▶ Written task: Count the lines in the records below that contain the string "zipper", and reply with that number alone.

▶ Records provided:
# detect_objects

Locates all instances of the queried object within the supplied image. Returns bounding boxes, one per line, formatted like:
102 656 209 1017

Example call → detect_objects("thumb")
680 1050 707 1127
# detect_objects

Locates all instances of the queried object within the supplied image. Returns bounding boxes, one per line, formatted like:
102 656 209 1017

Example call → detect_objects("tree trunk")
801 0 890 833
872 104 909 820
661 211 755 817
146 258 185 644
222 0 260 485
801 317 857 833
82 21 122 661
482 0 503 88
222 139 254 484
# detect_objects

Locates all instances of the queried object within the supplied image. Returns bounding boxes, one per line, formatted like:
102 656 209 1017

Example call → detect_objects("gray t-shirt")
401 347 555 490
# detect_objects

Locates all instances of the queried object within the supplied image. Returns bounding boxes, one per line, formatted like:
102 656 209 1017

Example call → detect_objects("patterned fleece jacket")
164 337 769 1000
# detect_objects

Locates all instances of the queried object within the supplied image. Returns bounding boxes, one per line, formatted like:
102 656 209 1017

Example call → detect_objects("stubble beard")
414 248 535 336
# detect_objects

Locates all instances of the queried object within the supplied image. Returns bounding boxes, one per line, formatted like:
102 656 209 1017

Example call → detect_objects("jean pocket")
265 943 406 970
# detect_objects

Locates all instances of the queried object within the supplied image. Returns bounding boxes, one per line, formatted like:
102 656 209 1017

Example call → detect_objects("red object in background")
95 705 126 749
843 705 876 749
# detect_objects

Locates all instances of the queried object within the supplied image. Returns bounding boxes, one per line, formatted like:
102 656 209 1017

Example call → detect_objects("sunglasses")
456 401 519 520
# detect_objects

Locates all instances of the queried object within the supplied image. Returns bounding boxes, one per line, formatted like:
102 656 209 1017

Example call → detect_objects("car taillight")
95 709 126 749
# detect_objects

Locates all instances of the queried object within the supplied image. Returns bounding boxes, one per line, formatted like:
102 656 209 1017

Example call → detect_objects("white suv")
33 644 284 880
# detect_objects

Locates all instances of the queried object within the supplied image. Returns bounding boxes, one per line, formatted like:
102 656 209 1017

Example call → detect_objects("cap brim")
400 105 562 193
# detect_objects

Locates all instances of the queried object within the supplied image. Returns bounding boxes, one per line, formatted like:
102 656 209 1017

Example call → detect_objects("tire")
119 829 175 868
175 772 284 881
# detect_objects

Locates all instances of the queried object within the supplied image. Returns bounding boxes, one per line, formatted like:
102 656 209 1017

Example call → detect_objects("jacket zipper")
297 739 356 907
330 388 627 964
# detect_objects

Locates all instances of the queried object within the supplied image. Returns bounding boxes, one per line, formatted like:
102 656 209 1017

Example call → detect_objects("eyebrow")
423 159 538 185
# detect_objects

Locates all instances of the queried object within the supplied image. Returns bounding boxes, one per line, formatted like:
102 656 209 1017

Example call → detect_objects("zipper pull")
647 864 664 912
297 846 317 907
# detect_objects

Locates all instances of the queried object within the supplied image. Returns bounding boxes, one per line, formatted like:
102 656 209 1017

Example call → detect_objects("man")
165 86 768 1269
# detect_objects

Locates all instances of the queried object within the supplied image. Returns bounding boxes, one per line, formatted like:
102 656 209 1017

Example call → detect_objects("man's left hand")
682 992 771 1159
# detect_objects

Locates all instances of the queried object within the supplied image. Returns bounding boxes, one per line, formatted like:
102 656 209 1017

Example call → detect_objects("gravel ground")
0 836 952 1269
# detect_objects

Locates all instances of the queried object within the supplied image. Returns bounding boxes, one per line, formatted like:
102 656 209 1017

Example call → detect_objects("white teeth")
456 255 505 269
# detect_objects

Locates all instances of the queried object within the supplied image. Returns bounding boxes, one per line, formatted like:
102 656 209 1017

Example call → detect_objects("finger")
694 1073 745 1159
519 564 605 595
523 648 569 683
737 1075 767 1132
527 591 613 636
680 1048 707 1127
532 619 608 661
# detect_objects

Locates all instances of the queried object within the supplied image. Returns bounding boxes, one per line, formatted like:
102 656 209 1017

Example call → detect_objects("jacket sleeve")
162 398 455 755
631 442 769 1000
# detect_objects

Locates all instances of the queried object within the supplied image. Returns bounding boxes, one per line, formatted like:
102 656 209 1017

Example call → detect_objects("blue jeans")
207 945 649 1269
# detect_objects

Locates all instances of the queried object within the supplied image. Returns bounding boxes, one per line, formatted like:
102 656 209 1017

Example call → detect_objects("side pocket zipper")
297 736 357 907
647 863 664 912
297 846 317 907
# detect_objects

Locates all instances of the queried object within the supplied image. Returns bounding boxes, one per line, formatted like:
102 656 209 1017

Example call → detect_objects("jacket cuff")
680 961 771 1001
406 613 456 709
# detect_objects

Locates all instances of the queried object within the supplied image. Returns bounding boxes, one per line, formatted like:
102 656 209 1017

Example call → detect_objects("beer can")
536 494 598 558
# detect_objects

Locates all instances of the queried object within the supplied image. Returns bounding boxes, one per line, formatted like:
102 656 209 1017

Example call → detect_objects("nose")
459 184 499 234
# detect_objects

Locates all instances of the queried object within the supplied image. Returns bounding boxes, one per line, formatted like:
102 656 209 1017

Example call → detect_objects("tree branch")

▶ Solution for this task: 3